- **TASK DESCRIPTION**
In which lines of the data does the string "item" appear? Copy every one.

Records drawn from a dataset:
========================
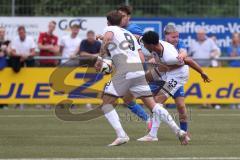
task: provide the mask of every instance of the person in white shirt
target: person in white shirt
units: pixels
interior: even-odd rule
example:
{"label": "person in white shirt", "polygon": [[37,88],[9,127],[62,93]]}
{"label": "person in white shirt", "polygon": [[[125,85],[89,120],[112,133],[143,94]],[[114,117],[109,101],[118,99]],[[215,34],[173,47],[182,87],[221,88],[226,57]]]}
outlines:
{"label": "person in white shirt", "polygon": [[26,35],[24,26],[18,27],[18,35],[11,44],[10,66],[19,72],[22,66],[33,67],[36,44],[32,37]]}
{"label": "person in white shirt", "polygon": [[61,64],[66,66],[78,65],[76,62],[79,62],[77,59],[72,59],[76,57],[79,52],[81,39],[78,37],[80,26],[74,24],[71,26],[71,34],[63,36],[60,40],[60,54],[62,54]]}
{"label": "person in white shirt", "polygon": [[197,31],[197,40],[193,40],[189,47],[190,56],[199,58],[196,60],[200,66],[211,66],[211,58],[219,55],[216,43],[206,36],[206,31],[200,28]]}

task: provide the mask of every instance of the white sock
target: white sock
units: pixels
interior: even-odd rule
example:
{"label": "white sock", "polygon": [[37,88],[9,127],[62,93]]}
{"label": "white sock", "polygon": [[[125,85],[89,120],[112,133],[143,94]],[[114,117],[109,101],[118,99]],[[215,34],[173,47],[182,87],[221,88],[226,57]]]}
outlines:
{"label": "white sock", "polygon": [[102,111],[104,112],[104,115],[107,118],[108,122],[115,129],[117,136],[125,137],[126,133],[122,128],[118,114],[117,114],[116,110],[113,108],[113,106],[110,104],[103,105]]}
{"label": "white sock", "polygon": [[152,137],[157,137],[157,133],[158,133],[158,128],[160,127],[161,121],[160,121],[160,117],[153,113],[153,117],[152,117],[152,128],[149,132],[149,135]]}
{"label": "white sock", "polygon": [[153,114],[156,114],[157,116],[160,117],[160,121],[163,121],[166,123],[171,130],[173,131],[174,134],[178,134],[180,131],[180,128],[176,124],[176,122],[173,120],[172,116],[168,113],[168,111],[163,108],[161,104],[156,104],[155,107],[152,110]]}

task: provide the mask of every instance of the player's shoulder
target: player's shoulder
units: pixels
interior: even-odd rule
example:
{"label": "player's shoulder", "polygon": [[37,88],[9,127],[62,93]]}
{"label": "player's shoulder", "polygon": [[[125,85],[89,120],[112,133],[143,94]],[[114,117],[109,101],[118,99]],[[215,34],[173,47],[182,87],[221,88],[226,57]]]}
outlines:
{"label": "player's shoulder", "polygon": [[167,41],[163,41],[163,40],[159,40],[159,43],[163,46],[163,47],[174,47],[171,43],[167,42]]}
{"label": "player's shoulder", "polygon": [[129,23],[127,29],[142,29],[142,28],[136,23]]}
{"label": "player's shoulder", "polygon": [[177,49],[186,49],[186,45],[183,42],[183,40],[179,39],[178,44],[177,44]]}
{"label": "player's shoulder", "polygon": [[136,35],[140,36],[143,35],[143,29],[135,23],[129,23],[128,26],[126,27],[126,30]]}
{"label": "player's shoulder", "polygon": [[107,26],[104,29],[104,32],[117,32],[120,30],[120,27],[118,26]]}

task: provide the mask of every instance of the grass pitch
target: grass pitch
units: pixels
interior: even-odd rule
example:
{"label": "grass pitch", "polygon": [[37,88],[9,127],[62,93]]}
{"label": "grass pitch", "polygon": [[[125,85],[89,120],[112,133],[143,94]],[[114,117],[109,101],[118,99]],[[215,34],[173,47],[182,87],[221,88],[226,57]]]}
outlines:
{"label": "grass pitch", "polygon": [[65,122],[54,110],[1,110],[0,158],[240,157],[240,110],[191,109],[188,146],[181,146],[165,124],[159,142],[137,142],[146,134],[145,123],[127,109],[118,111],[131,140],[110,148],[115,133],[104,117]]}

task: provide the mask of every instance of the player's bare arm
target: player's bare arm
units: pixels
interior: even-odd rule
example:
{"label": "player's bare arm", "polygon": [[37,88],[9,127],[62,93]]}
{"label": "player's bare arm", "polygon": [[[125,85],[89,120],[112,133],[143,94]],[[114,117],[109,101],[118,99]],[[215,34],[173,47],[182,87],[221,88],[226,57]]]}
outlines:
{"label": "player's bare arm", "polygon": [[203,71],[202,68],[199,66],[199,64],[198,64],[196,61],[194,61],[192,58],[186,57],[186,58],[184,59],[184,62],[185,62],[185,64],[187,64],[187,65],[189,65],[191,68],[193,68],[195,71],[197,71],[197,72],[201,75],[201,77],[202,77],[202,79],[203,79],[203,81],[204,81],[205,83],[211,82],[211,80],[209,79],[208,75],[207,75],[206,73],[204,73],[204,71]]}
{"label": "player's bare arm", "polygon": [[104,55],[108,54],[108,45],[109,43],[112,41],[113,38],[113,33],[112,32],[106,32],[104,34],[104,36],[102,37],[102,45],[100,48],[100,53],[99,56],[97,57],[97,61],[94,65],[96,71],[100,71],[101,67],[102,67],[102,57]]}

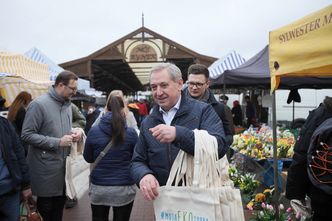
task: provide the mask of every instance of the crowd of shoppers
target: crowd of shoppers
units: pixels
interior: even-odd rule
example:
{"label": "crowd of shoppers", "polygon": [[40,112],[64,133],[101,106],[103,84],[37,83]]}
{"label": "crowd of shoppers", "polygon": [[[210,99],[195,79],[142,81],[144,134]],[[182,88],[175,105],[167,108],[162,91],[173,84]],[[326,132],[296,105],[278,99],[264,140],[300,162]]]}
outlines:
{"label": "crowd of shoppers", "polygon": [[[19,216],[22,193],[23,199],[36,196],[45,221],[62,220],[66,157],[83,135],[73,130],[76,127],[87,134],[84,159],[94,164],[89,188],[94,221],[108,220],[111,208],[113,221],[129,221],[137,187],[145,199],[154,200],[159,186],[166,184],[179,150],[194,154],[194,129],[214,136],[219,158],[223,157],[232,143],[234,126],[244,124],[243,115],[247,127],[257,125],[255,105],[246,96],[243,113],[237,100],[232,109],[227,106],[227,96],[217,101],[209,88],[209,70],[202,64],[191,65],[187,78],[184,87],[177,66],[158,64],[149,75],[153,107],[143,99],[128,104],[121,90],[113,90],[103,111],[90,104],[85,116],[71,102],[78,78],[70,71],[61,72],[54,86],[34,100],[28,92],[19,93],[9,108],[8,120],[0,118],[0,216],[8,220]],[[4,104],[2,97],[0,104]],[[105,152],[108,144],[110,149]],[[314,188],[308,184],[294,195],[292,188],[297,188],[295,178],[300,174],[295,171],[303,172],[296,166],[306,156],[301,151],[296,146],[287,197],[303,200]],[[315,195],[313,200],[317,203]],[[322,217],[325,207],[314,206],[317,213],[324,209]]]}

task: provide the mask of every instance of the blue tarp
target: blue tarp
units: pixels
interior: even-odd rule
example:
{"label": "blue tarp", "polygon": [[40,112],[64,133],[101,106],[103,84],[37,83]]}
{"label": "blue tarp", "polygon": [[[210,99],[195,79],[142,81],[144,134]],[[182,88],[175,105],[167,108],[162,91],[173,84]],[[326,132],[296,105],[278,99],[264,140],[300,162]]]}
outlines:
{"label": "blue tarp", "polygon": [[49,59],[46,55],[44,55],[38,48],[35,48],[35,47],[31,48],[29,51],[24,53],[24,55],[39,63],[47,64],[51,81],[54,81],[56,76],[61,71],[63,71],[63,68],[61,68],[59,65],[54,63],[51,59]]}

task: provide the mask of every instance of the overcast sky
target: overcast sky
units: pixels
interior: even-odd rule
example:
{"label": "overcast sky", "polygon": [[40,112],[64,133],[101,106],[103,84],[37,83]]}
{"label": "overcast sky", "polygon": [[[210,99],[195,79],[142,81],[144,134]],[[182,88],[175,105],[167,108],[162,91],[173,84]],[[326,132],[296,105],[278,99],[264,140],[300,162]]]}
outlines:
{"label": "overcast sky", "polygon": [[88,56],[142,25],[200,54],[249,59],[269,31],[332,0],[0,0],[0,49],[37,47],[56,63]]}

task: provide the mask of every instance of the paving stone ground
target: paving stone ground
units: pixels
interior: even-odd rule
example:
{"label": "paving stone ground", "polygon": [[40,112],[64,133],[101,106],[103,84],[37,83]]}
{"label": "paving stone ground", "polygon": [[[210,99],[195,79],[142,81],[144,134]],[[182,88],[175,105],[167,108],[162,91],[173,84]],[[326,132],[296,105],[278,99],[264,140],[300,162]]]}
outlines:
{"label": "paving stone ground", "polygon": [[[110,218],[112,221],[112,210],[110,210]],[[78,200],[77,205],[71,209],[65,209],[63,213],[63,221],[90,221],[91,207],[88,194]],[[154,221],[152,202],[143,199],[138,191],[134,201],[133,210],[131,212],[130,221]]]}

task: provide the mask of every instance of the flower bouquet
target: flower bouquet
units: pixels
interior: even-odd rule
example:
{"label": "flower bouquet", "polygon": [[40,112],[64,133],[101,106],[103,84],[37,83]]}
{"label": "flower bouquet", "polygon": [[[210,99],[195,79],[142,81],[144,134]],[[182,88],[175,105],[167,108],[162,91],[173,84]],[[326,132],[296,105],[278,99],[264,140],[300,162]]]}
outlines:
{"label": "flower bouquet", "polygon": [[301,219],[301,213],[289,207],[285,210],[283,204],[279,204],[278,217],[277,209],[272,205],[273,189],[265,189],[263,193],[257,193],[255,197],[247,204],[249,211],[252,211],[250,221],[295,221]]}
{"label": "flower bouquet", "polygon": [[259,186],[259,181],[255,179],[255,174],[240,173],[235,167],[228,169],[229,177],[234,182],[234,186],[240,189],[242,202],[246,205]]}
{"label": "flower bouquet", "polygon": [[[249,128],[234,135],[232,148],[242,154],[258,160],[273,157],[272,129],[263,126],[260,130]],[[291,158],[295,145],[295,136],[289,130],[277,131],[278,158]]]}

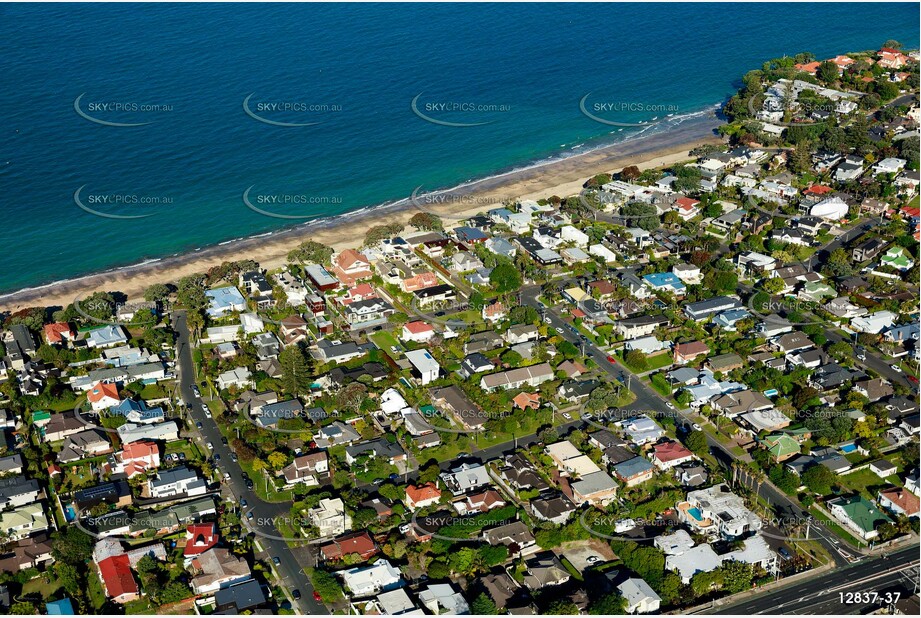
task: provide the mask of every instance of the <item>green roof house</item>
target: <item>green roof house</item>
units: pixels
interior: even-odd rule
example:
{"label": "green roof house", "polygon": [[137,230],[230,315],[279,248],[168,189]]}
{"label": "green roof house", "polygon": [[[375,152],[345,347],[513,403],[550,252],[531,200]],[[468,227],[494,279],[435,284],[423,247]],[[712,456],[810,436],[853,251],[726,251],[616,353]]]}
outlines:
{"label": "green roof house", "polygon": [[35,410],[32,412],[32,424],[36,427],[44,427],[51,422],[51,412],[47,410]]}
{"label": "green roof house", "polygon": [[762,444],[771,454],[771,457],[774,458],[774,461],[778,462],[800,453],[799,442],[785,433],[773,433],[767,436],[762,441]]}
{"label": "green roof house", "polygon": [[879,264],[904,272],[914,266],[915,261],[908,257],[904,247],[890,247],[889,251],[886,251],[886,254],[880,258]]}
{"label": "green roof house", "polygon": [[842,496],[828,501],[831,514],[865,541],[879,536],[876,527],[892,520],[875,504],[861,496]]}

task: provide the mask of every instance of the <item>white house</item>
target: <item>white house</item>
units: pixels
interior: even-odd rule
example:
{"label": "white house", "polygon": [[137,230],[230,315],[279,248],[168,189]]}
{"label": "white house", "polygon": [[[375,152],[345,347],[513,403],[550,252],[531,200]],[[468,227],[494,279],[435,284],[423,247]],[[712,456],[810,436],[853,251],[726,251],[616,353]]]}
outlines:
{"label": "white house", "polygon": [[410,350],[406,352],[406,360],[412,364],[419,374],[420,382],[425,385],[438,379],[441,365],[438,364],[428,350]]}
{"label": "white house", "polygon": [[657,612],[662,604],[662,598],[639,577],[631,577],[620,584],[617,590],[627,602],[628,614],[651,614]]}

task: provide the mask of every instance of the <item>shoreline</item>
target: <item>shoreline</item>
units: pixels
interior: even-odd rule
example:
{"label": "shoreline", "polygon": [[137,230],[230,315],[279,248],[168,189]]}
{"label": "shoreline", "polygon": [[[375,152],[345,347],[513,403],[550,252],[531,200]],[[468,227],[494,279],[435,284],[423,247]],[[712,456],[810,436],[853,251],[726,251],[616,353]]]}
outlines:
{"label": "shoreline", "polygon": [[[585,180],[595,174],[617,172],[627,165],[637,165],[640,169],[673,165],[689,159],[688,152],[696,146],[722,142],[713,133],[720,124],[715,116],[707,116],[699,124],[679,124],[662,133],[532,164],[449,189],[425,189],[422,195],[447,198],[444,203],[448,206],[436,203],[427,210],[448,216],[446,227],[453,227],[458,218],[501,206],[504,199],[568,197],[579,193]],[[469,207],[458,210],[458,203],[469,204]],[[175,283],[184,276],[207,271],[225,261],[252,259],[262,268],[272,270],[282,266],[288,251],[307,239],[329,245],[337,252],[358,248],[368,228],[397,221],[405,224],[419,211],[407,197],[356,211],[358,214],[345,213],[268,234],[223,241],[200,250],[145,259],[133,265],[4,293],[0,295],[0,311],[14,312],[35,306],[63,307],[79,296],[96,291],[118,291],[130,300],[137,300],[154,283]]]}

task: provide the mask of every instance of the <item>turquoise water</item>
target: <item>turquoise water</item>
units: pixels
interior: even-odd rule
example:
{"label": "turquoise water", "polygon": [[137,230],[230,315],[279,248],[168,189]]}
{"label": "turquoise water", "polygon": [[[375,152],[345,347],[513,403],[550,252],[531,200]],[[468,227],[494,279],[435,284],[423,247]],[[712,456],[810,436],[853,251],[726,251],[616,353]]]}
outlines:
{"label": "turquoise water", "polygon": [[696,519],[697,521],[703,521],[704,519],[704,514],[701,513],[700,509],[697,508],[696,506],[692,506],[691,508],[689,508],[688,514],[694,519]]}
{"label": "turquoise water", "polygon": [[[585,95],[668,110],[619,121],[686,118],[771,57],[916,47],[918,17],[904,3],[0,5],[0,291],[292,223],[248,209],[250,187],[309,198],[262,206],[278,214],[336,215],[570,156],[637,131],[584,116]],[[86,114],[149,124],[86,120],[81,95]],[[254,120],[249,95],[270,120],[320,124]],[[436,120],[489,124],[427,122],[417,96]],[[487,107],[438,110],[459,102]],[[78,189],[93,210],[153,216],[94,216]]]}

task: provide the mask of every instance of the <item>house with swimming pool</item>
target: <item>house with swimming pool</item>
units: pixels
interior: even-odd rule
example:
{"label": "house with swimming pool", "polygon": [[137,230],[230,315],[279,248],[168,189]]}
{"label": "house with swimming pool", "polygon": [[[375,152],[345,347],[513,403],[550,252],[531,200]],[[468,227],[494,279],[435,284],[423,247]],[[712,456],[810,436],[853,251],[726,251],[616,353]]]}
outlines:
{"label": "house with swimming pool", "polygon": [[698,534],[735,539],[761,528],[761,519],[726,485],[688,492],[675,508],[678,519]]}

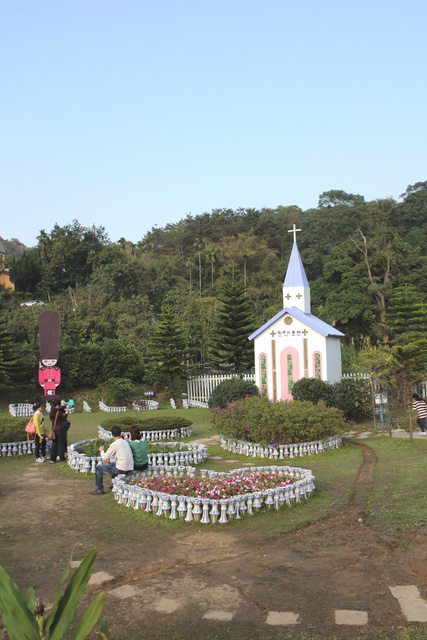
========================
- **COMPLETED TASK**
task: provide the mask of every instance of the <item>green roof house</item>
target: <item>green roof house</item>
task: provide the mask of every instance of the <item>white house</item>
target: <item>white house</item>
task: provide the mask of every instance of the <item>shoreline</item>
target: <item>shoreline</item>
task: provide the mask of every instance of the <item>turquoise water</item>
target: <item>turquoise water</item>
task: provide the mask of every instance of the <item>house with swimming pool</item>
target: <item>house with swimming pool</item>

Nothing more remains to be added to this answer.